Source:
■ ■ ■ ■ ■ ■ ■
Totally agree. Alot of clubs a very organized and don't win much. Santa ana has so much talent for boys and girls. All the money they charge to play at a high level club is the very reason why US has trouble qualifying to the WC.


----------



## SoccerGeek (Apr 18, 2019)

ToonArmy said:


> They may not be organized if comparing to the big clubs around the area but what start up club is. I am happy to see an attempt to establish a club in Santa Ana. There is a ton of soccer talent in Santa Ana on the boys side. All 6 of the public high school teams do well and have won a lot of CIF titles and have state championships and national championships. A lot of those kids are Sunday leagers who don't have the money for club or the transportation. Some are able to play club probably on scholarship and there have been recent local kids succeed one was drafted 1 overall in MLS another is playing in USL OCSC And a couple of girls currently playing D1 but boys is where the city has the talent. If at the least they can keep the local talent and give the Sunday leagers a club option that should be better training I wouldn't be surprised if they have success.
> 
> Calling it Club America Academy may make it sound more than what it is. I don't know.



This is not the first time this has been done. There was “Cruz Azul”, “Xolo”, and “Monarcas” all claim to be connected to the pro teams. The problem is and will always be the following.

Even over at the huge clubs or mega clubs the club doesn't matter. What matters is the coach that is training week after week are son/daughter.  If America OC has a coach that has never had a top tier team. Just because they changed there name does not mean there coaching over night got better. Even if America gives them there curriculum. There is no way the local santa ana coach can match that. They train 4-5 times a week and they have classroom sessions and all the financial resources and staff to fully develop a player that they can possible sell in the future.

Snchz13: Many players do not make it far or quit after high school.

-Then why affiliate yourself with a pro club if it is not to open doors for players?


The market that your trying to reach do not go on the So cal forums. Your reaching out to the pay to play players. That is why is called America OC and Not America Santa Ana.


----------



## focomoso (Apr 18, 2019)

SoccerGeek said:


> My question is the following. How many years of experience do the coaches running this club have. What licenses do they have. Have they coached flight 1/Premier/ DA level teams?
> 
> Sounds very unorganized.


Unless there's a wealthy patron who pays for a team for their kid, this is how just about every club starts.


----------



## Snchz13 (Apr 18, 2019)

SoccerGeek said:


> This is not the first time this has been done. There was “Cruz Azul”, “Xolo”, and “Monarcas” all claim to be connected to the pro teams. The problem is and will always be the following.
■ ■ ■ ■ ■ ■ ■
Stored entries
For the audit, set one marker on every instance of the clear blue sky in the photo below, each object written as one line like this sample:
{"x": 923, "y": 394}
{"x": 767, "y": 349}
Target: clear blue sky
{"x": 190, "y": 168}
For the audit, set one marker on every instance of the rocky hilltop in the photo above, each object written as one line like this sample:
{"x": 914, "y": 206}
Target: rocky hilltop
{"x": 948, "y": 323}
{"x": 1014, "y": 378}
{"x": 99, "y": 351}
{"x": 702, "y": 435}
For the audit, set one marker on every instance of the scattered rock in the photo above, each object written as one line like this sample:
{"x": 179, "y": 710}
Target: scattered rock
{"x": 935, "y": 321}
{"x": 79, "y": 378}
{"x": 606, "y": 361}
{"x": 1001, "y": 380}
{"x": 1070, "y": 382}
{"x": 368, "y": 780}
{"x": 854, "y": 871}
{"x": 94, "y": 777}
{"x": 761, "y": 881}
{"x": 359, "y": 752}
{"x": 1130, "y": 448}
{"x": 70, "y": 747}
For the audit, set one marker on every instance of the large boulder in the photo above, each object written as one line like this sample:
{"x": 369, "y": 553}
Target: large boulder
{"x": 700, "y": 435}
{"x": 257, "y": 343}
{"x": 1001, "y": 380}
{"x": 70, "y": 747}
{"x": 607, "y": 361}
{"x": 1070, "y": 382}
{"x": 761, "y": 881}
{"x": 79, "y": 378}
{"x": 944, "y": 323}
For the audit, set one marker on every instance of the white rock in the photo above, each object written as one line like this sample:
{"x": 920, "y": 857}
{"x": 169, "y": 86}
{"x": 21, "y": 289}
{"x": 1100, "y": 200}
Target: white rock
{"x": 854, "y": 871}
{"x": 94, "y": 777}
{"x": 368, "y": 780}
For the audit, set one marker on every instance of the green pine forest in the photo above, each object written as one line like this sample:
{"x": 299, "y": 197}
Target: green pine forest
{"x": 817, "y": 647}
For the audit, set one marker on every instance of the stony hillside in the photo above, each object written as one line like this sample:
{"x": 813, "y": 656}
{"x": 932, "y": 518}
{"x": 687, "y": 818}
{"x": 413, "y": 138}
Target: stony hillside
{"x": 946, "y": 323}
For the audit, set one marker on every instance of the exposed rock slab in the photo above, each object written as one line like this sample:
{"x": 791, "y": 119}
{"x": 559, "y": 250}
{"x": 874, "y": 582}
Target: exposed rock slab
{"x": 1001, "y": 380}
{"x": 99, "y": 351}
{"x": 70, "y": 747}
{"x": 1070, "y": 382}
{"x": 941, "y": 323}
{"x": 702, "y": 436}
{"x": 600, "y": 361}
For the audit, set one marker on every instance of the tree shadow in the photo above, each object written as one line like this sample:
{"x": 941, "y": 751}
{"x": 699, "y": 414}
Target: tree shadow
■ ■ ■ ■ ■ ■ ■
Exercise tasks:
[A] In the forum thread, how many of Santa Ana's public high school soccer teams are described as doing well?
[B] Reproduce the passage of the forum thread that opens with the words containing "## focomoso (Apr" and closes with "every club starts.".
[C] Supply the next part of the forum thread about the Santa Ana soccer club, picking up right after its last line.

Per-task answers:
[A] All six of them.

[B]
## focomoso (Apr 18, 2019)

SoccerGeek said:


> My question is the following. How many years of experience do the coaches running this club have. What licenses do they have. Have they coached flight 1/Premier/ DA level teams?
> 
> Sounds very unorganized.


Unless there's a wealthy patron who pays for a team for their kid, this is how just about every club starts.

[C]
> 
> Even over at the huge clubs or mega clubs the club doesn't matter. What matters is the coach that is training week after week are son/daughter.  If America OC has a coach that has never had a top tier team. Just because they changed there name does not mean there coaching over night got better. Even if America gives them there curriculum. There is no way the local santa ana coach can match that. They train 4-5 times a week and they have classroom sessions and all the financial resources and staff to fully develop a player that they can possible sell in the future.
> 
> ...


You are right, Monarcas is still a team in Santa Ana that is affiliated with the pro-club.  The coaches do come to scout, but it’s about once a year, and they host a tournament where they see different teams, so technically, you don’t have to play for Monarcas, just attend the tournament and get a chance to be seen. 

With America we were promised that it doesn’t happen here.  We will see in a few months if that’s the case.   We do want to open the doors for the future, but our focus has to start with the young ones.  Maybe we make an older team and that could be the face of the program right now.  But ultimately, we want to build it from the bottom.  

And you are correct, maybe posting on here might not get me the players I’m looking for.  But maybe there’s someone interested, or knows someone, or a sponsor, etc.  If we can take advantage of any word of mouth, social interaction, etc. that would be great.


----------



## StrikerOC (Apr 24, 2019)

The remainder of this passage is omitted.